* [Consignes] Pouvez-vous extraire mot pour mot la totalité du texte sur les foires de l'économie sociale ?

* [Extrait du document]

--------------------

Beaucoup d'entreprises d'économie sociale sont encore méconnues de la population québécoise. En organisant les Foires de l'économie sociale et du commerce équitable dans cinq villes du Québec, le Chantier souhaite permettre au public d'entrer en contact avec une foule de ces entreprises axées sur la rentabilité sociale plutôt que seulement économique.
L'économie sociale joue un rôle important dans le développement du Québec depuis une centaine d'années avec, à l'époque, les Caisses Desjardins et les coopératives agricoles. Maintenant, les entreprises d'économie sociale ont investi pratiquement toutes les sphères d'activité et le développement se poursuit. Pour souligner son 10e anniversaire, le Chantier d'économie sociale organise cet automne la Saison de l'économie sociale et solidaire, avec des foires et différentes activités destinées au grand public qui se tiendront dans quelques villes de la province. Le Sommet de l'économie sociale et solidaire viendra clôturer les célébrations, histoire de faire le bilan des avancées et de cibler des points à améliorer dans l'avenir.
«Lorsque je faisais mes chroniques à la radio et que je parlais d'entreprises d'économie sociale, je recevais beaucoup de courriels d'auditeurs qui voulaient en savoir plus. Beaucoup de ces entreprises sont connues à l'intérieur d'un réseau particulier, mais elles ne le sont pas à l'échelle du grand public puisqu'elles n'ont pas les moyens de se payer beaucoup de publicité. Les foires permettront aux gens de mieux connaître ces belles initiatives», explique Laure Waridel, présidente et cofondatrice d'Équiterre, organisme très impliqué dans l'organisation des foires.

--------------------

* [Entrées fournies]
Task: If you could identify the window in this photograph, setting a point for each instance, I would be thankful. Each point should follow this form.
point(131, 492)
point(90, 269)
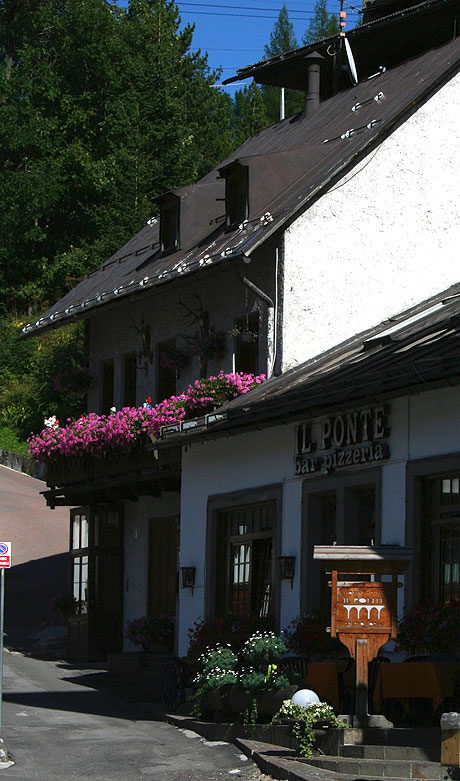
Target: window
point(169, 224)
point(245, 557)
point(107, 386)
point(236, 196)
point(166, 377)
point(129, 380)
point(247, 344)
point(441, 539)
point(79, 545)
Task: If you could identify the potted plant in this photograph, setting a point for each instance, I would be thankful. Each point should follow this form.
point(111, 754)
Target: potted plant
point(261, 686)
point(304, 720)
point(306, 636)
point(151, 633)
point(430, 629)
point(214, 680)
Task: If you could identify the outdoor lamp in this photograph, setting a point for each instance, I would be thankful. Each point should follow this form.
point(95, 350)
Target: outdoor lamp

--------------------

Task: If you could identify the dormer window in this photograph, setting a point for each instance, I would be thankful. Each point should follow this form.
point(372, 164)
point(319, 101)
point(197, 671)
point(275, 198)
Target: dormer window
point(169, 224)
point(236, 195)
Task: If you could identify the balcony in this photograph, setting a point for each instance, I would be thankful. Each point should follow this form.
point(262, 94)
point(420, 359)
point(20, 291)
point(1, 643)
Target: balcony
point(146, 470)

--------------------

* [Résultat attendu]
Beaucoup d'entreprises d'économie sociale sont encore méconnues de la population québécoise. En organisant les Foires de l'économie sociale et du commerce équitable dans cinq villes du Québec, le Chantier souhaite permettre au public d'entrer en contact avec une foule de ces entreprises axées sur la rentabilité sociale plutôt que seulement économique.
L'économie sociale joue un rôle important dans le développement du Québec depuis une centaine d'années avec, à l'époque, les Caisses Desjardins et les coopératives agricoles. Maintenant, les entreprises d'économie sociale ont investi pratiquement toutes les sphères d'activité et le développement se poursuit. Pour souligner son 10e anniversaire, le Chantier d'économie sociale organise cet automne la Saison de l'économie sociale et solidaire, avec des foires et différentes activités destinées au grand public qui se tiendront dans quelques villes de la province. Le Sommet de l'économie sociale et solidaire viendra clôturer les célébrations, histoire de faire le bilan des avancées et de cibler des points à améliorer dans l'avenir.
«Lorsque je faisais mes chroniques à la radio et que je parlais d'entreprises d'économie sociale, je recevais beaucoup de courriels d'auditeurs qui voulaient en savoir plus. Beaucoup de ces entreprises sont connues à l'intérieur d'un réseau particulier, mais elles ne le sont pas à l'échelle du grand public puisqu'elles n'ont pas les moyens de se payer beaucoup de publicité. Les foires permettront aux gens de mieux connaître ces belles initiatives», explique Laure Waridel, présidente et cofondatrice d'Équiterre, organisme très impliqué dans l'organisation des foires.